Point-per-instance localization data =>
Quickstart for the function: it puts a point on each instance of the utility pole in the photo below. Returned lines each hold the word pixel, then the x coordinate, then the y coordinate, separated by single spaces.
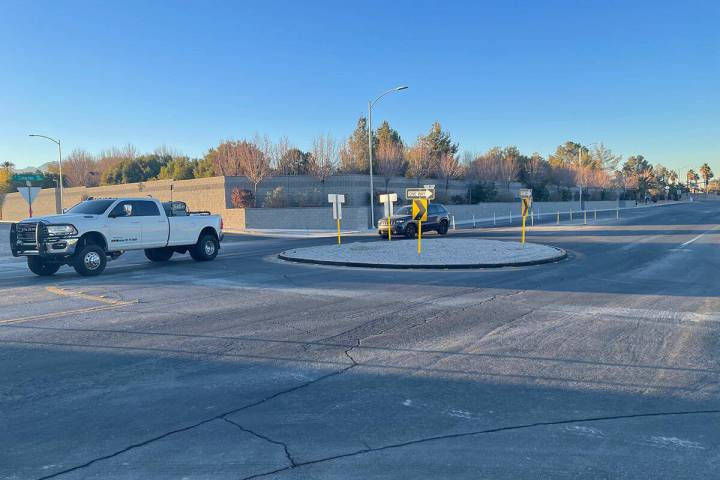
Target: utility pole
pixel 372 186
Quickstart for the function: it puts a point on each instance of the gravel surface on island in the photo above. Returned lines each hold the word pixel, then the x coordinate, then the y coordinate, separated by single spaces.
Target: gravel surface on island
pixel 436 253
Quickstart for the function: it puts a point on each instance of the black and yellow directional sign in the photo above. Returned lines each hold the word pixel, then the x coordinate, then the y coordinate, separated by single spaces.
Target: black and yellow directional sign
pixel 420 209
pixel 526 204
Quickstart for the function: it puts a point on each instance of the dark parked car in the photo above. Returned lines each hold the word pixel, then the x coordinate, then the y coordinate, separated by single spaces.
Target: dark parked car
pixel 402 223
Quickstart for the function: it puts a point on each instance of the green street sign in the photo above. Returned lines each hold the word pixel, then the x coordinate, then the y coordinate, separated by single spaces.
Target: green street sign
pixel 28 177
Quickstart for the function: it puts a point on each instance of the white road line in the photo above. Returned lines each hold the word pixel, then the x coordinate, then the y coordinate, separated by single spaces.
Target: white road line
pixel 698 237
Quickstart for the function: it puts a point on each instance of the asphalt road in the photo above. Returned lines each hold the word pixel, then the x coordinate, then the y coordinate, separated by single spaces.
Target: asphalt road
pixel 604 365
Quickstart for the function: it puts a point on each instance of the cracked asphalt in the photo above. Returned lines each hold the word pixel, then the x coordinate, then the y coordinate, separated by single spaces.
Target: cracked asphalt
pixel 603 365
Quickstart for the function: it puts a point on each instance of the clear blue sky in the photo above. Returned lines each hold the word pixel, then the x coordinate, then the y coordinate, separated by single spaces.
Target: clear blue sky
pixel 641 76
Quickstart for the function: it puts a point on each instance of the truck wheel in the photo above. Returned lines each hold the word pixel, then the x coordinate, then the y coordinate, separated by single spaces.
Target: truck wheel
pixel 411 230
pixel 159 254
pixel 206 249
pixel 442 230
pixel 42 267
pixel 90 261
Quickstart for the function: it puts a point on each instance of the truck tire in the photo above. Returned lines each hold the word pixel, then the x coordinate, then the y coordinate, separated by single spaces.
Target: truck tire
pixel 443 228
pixel 159 254
pixel 42 267
pixel 90 261
pixel 206 249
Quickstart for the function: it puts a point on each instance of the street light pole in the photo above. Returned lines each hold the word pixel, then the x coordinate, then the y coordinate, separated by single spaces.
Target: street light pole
pixel 372 187
pixel 581 169
pixel 56 142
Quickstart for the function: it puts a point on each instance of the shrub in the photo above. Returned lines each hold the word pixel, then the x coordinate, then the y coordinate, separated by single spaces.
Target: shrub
pixel 482 192
pixel 276 198
pixel 241 198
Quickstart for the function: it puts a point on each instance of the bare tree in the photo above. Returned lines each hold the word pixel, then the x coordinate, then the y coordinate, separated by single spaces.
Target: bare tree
pixel 449 167
pixel 109 158
pixel 279 155
pixel 536 169
pixel 167 152
pixel 80 169
pixel 390 160
pixel 509 166
pixel 254 158
pixel 226 158
pixel 420 162
pixel 603 158
pixel 486 167
pixel 324 157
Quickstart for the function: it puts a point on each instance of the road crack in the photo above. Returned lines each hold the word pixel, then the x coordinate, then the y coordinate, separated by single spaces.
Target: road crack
pixel 220 416
pixel 482 432
pixel 267 439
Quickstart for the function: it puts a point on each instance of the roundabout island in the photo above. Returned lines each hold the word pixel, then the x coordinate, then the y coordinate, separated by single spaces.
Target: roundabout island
pixel 437 253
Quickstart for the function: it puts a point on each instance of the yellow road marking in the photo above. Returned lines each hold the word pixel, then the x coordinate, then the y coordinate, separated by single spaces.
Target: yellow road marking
pixel 66 312
pixel 109 305
pixel 85 296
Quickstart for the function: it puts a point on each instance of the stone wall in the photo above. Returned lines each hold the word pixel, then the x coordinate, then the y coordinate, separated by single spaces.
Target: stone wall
pixel 312 218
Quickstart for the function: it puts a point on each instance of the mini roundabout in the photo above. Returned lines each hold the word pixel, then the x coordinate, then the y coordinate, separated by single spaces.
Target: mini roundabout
pixel 437 253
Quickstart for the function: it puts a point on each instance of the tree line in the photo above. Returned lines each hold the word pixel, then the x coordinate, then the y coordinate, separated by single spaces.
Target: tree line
pixel 432 155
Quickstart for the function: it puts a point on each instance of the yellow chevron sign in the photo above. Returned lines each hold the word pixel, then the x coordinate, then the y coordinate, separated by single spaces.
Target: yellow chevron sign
pixel 420 209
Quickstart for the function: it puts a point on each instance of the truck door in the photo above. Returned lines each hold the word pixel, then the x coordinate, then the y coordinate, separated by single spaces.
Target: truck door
pixel 153 225
pixel 123 227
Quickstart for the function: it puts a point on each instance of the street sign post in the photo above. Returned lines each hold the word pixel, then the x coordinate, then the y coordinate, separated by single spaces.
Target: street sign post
pixel 388 200
pixel 29 193
pixel 426 193
pixel 337 200
pixel 526 204
pixel 419 213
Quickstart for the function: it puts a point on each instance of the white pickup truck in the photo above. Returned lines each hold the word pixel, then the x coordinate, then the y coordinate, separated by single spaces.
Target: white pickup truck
pixel 97 230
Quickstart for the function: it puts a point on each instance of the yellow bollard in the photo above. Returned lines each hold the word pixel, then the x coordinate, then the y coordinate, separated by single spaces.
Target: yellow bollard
pixel 419 237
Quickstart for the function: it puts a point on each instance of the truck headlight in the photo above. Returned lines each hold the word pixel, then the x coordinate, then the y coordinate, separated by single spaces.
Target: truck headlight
pixel 61 230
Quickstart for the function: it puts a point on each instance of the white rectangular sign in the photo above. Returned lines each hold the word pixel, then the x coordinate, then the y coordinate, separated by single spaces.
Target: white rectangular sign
pixel 428 193
pixel 29 193
pixel 387 201
pixel 337 199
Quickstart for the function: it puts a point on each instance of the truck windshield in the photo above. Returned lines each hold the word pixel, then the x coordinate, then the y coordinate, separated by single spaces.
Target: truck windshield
pixel 91 207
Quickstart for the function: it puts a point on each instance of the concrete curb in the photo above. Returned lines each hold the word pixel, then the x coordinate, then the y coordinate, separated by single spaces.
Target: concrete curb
pixel 562 254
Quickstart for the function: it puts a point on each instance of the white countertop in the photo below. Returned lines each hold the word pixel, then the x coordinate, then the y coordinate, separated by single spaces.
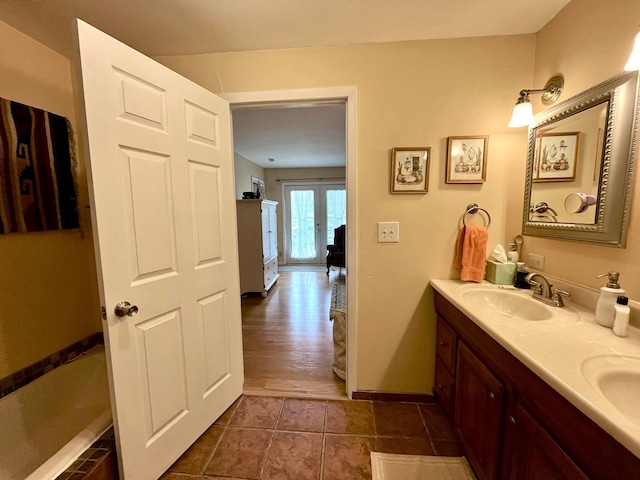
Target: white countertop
pixel 557 349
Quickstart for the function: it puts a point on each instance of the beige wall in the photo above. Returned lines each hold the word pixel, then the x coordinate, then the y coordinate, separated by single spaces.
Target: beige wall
pixel 588 42
pixel 409 94
pixel 48 293
pixel 277 177
pixel 244 170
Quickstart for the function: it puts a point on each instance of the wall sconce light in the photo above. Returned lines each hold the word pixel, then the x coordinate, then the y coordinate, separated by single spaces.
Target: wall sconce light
pixel 523 111
pixel 634 60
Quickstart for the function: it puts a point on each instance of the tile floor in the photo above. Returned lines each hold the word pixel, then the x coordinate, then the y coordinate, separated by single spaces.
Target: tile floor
pixel 262 438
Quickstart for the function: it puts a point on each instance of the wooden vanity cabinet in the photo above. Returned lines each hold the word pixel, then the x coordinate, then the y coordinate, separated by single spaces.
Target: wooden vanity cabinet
pixel 532 453
pixel 478 412
pixel 510 422
pixel 446 348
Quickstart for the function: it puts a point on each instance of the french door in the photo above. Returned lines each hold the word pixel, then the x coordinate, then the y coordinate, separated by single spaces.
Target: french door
pixel 312 212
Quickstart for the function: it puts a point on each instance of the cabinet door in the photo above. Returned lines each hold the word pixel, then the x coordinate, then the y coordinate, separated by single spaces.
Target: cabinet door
pixel 444 388
pixel 533 454
pixel 478 413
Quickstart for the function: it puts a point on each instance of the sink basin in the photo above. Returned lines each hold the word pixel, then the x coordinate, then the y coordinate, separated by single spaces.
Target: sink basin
pixel 616 378
pixel 508 303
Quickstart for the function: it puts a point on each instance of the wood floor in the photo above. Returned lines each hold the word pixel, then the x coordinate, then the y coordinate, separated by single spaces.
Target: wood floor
pixel 288 337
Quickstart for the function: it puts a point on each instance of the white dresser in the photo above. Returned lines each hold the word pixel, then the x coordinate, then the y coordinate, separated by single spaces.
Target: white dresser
pixel 257 245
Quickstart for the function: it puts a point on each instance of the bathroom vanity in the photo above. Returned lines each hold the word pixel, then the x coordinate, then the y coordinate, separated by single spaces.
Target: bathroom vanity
pixel 510 374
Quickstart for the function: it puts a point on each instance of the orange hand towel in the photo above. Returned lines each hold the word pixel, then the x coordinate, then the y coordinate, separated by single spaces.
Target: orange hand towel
pixel 471 253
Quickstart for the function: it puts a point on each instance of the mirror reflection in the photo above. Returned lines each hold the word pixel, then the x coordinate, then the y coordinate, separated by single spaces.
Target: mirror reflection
pixel 580 162
pixel 566 170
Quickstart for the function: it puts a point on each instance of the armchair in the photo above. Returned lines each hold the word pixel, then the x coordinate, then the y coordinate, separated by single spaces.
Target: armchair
pixel 336 253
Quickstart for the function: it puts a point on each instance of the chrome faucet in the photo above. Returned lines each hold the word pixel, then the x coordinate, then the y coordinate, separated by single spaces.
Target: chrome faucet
pixel 545 292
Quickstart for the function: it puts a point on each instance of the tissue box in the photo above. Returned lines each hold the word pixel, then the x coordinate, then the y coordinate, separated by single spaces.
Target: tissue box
pixel 501 273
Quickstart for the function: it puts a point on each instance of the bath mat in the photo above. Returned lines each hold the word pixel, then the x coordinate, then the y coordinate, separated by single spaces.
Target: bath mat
pixel 387 466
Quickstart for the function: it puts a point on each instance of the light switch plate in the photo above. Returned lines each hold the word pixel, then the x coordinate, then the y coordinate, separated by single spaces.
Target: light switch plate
pixel 388 232
pixel 536 261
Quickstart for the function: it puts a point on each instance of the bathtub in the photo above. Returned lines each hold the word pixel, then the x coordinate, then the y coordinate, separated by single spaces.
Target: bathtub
pixel 47 424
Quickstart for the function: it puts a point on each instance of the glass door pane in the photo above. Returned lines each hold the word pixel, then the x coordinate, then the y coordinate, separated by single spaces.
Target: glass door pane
pixel 303 225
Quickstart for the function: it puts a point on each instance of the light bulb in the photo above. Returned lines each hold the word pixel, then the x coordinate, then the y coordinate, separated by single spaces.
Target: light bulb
pixel 634 60
pixel 522 115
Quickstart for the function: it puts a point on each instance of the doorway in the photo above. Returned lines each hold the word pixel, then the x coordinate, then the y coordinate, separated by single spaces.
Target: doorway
pixel 348 96
pixel 312 212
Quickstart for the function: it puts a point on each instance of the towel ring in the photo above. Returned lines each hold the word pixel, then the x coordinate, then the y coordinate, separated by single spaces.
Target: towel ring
pixel 473 208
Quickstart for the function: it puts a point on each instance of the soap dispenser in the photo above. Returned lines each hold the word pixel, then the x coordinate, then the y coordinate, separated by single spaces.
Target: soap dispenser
pixel 605 308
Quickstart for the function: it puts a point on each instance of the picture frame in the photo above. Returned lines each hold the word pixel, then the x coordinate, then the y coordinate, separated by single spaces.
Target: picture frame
pixel 467 159
pixel 558 157
pixel 410 169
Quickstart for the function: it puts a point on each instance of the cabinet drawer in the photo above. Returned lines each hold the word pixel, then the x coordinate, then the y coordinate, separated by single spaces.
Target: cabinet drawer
pixel 446 345
pixel 444 387
pixel 270 272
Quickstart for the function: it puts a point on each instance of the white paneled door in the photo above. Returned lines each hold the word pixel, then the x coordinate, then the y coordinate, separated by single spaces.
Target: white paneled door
pixel 163 212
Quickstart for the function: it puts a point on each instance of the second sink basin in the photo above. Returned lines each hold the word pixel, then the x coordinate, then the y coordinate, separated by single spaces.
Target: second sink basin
pixel 617 378
pixel 508 303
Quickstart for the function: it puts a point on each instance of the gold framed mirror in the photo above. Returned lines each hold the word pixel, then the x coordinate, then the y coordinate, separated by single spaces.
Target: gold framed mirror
pixel 580 164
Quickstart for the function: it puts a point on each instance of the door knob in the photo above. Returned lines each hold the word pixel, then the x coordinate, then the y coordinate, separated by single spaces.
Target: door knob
pixel 125 309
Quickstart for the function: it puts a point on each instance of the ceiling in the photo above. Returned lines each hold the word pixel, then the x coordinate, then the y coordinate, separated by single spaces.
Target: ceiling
pixel 313 136
pixel 183 27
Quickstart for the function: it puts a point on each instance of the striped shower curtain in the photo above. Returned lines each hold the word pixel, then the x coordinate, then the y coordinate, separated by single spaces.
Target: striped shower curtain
pixel 37 190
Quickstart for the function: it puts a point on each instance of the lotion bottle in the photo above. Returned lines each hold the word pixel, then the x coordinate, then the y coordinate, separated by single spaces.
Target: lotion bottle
pixel 621 319
pixel 605 311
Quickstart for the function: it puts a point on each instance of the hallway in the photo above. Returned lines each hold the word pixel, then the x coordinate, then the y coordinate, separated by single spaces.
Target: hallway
pixel 264 438
pixel 288 337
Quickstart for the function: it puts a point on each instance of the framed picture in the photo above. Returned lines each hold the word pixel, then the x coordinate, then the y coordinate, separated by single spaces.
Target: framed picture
pixel 558 157
pixel 467 159
pixel 410 170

EXERCISE OBJECTIVE =>
From the line that has "Target: road crack" through the line that has "the street sign", copy every line exactly as it appears above, and leave out all others.

ANSWER =>
Target: road crack
pixel 220 416
pixel 482 432
pixel 267 439
Quickstart for the function: it puts a point on each instance of the roundabout island in the photo above. Returned lines each hold the word pixel, then the x coordinate, then the y coordinate, separated by single spaces.
Target: roundabout island
pixel 437 253
Quickstart for the function: it puts a point on each instance of the yellow road marking in the photo above. Returned lines each hold the word pixel, then the x coordinate, then the y coordinate, separated by single spaces.
Target: yellow road marking
pixel 66 312
pixel 109 305
pixel 85 296
Quickstart for the function: it puts a point on each instance of the stone wall in the photo above. Returned lines each hold the word pixel, then the x coordinate, then the y coordinate, separated by single spaces.
Target: stone wall
pixel 312 218
Quickstart for the function: it puts a point on each instance of the mini roundabout in the photo above. Returned lines each hold the word pixel, then the x coordinate, then the y coordinate, separated by single spaces.
Target: mini roundabout
pixel 437 253
Quickstart for the function: it puts a point on each instance of the tree line in the photo above. Returned lines each hold the word pixel, then the x coordinate, then the y coordinate, separated by single spaces.
Target: tree line
pixel 432 155
Quickstart for the function: it puts a point on each instance of the yellow chevron sign in the photo above. Returned lines each hold the word pixel, then the x coordinate, then the y coordinate, separated by single spaces.
Target: yellow chevron sign
pixel 420 209
Quickstart for the function: it puts a point on each instance of the truck door in the photo above. Returned lines each hold the word pixel, then the x coordinate, then the y coordinate, separated by single spaces.
Target: truck door
pixel 153 225
pixel 123 227
Quickstart for the function: it puts a point on each instance of the street sign post in the photo above. Returned lines each hold the word pixel, then the x coordinate, then the y coordinate, separated by single spaces.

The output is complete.